THE PROBLEM: Give the lines as a numbered list, starting at the line that contains "find train carriage" and ending at the last line of the entries, with blank lines left out.

RAW DATA:
━━━━━━━━━━━━━━━━

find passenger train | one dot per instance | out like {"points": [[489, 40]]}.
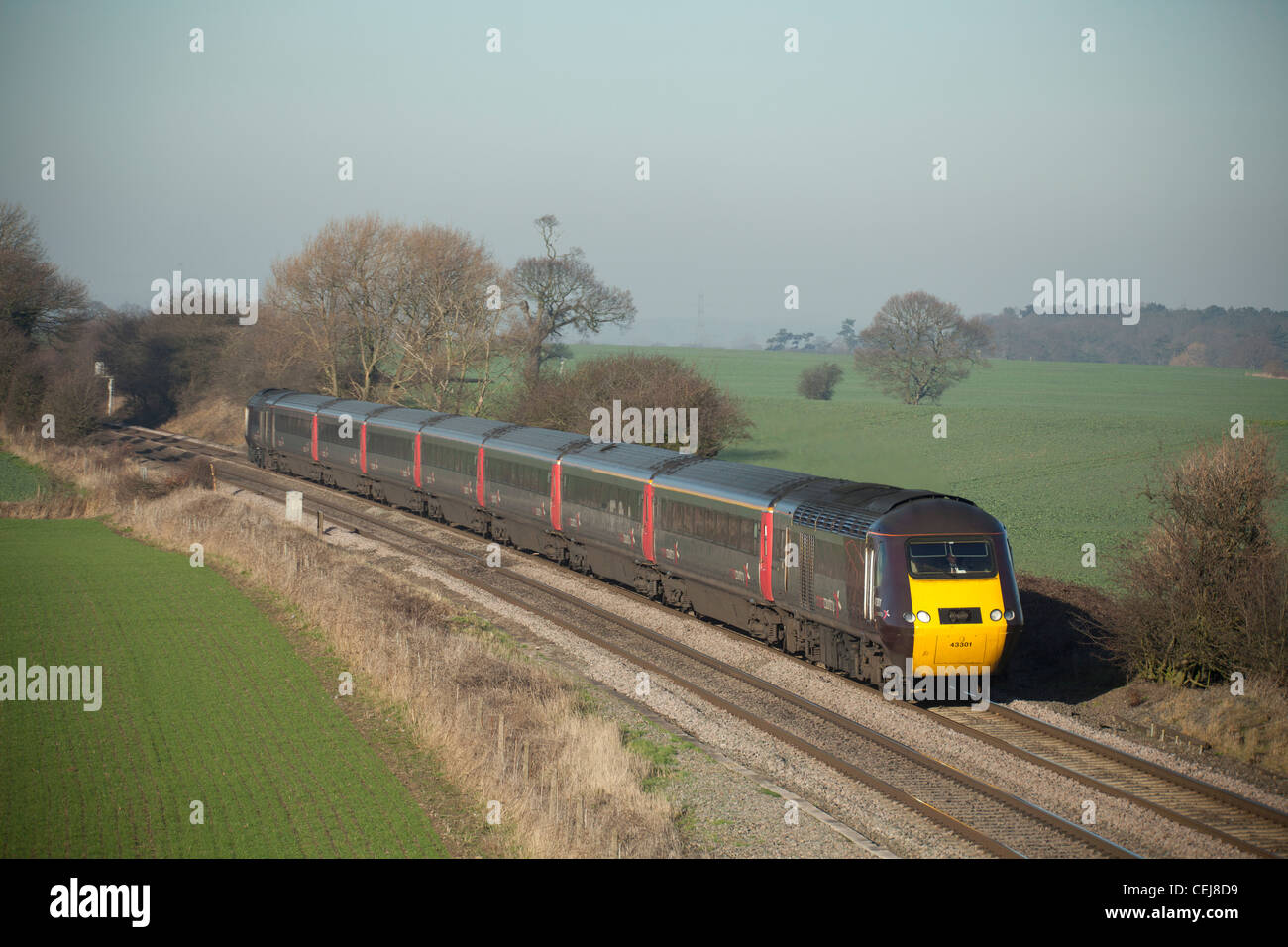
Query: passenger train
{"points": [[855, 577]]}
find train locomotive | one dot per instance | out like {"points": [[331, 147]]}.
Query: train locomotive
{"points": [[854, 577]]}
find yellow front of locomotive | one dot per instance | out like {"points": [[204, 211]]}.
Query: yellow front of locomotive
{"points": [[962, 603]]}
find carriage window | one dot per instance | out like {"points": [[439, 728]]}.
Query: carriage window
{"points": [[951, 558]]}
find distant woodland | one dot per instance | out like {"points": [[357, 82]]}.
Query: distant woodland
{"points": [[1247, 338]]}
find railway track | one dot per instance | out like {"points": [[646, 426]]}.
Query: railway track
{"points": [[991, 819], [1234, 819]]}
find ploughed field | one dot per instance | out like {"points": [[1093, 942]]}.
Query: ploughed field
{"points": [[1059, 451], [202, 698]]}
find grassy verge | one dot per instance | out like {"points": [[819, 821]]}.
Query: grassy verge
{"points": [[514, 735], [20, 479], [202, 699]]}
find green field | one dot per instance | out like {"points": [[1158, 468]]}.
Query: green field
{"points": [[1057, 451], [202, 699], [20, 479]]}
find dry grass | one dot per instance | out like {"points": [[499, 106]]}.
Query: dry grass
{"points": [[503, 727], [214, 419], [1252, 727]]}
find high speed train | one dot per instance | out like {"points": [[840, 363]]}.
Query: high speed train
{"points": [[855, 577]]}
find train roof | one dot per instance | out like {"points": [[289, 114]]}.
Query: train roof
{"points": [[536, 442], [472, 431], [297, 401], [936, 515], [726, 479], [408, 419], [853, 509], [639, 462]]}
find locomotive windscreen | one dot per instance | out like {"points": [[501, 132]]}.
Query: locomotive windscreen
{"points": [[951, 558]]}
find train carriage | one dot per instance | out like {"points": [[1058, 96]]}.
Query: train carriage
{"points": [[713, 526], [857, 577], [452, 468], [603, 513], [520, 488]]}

━━━━━━━━━━━━━━━━

COMPLETE ANSWER:
1. find train carriage | one dot per instance | out like {"points": [[1058, 96]]}.
2. Query: train carriage
3. {"points": [[713, 526], [857, 577], [452, 468], [603, 513], [520, 488]]}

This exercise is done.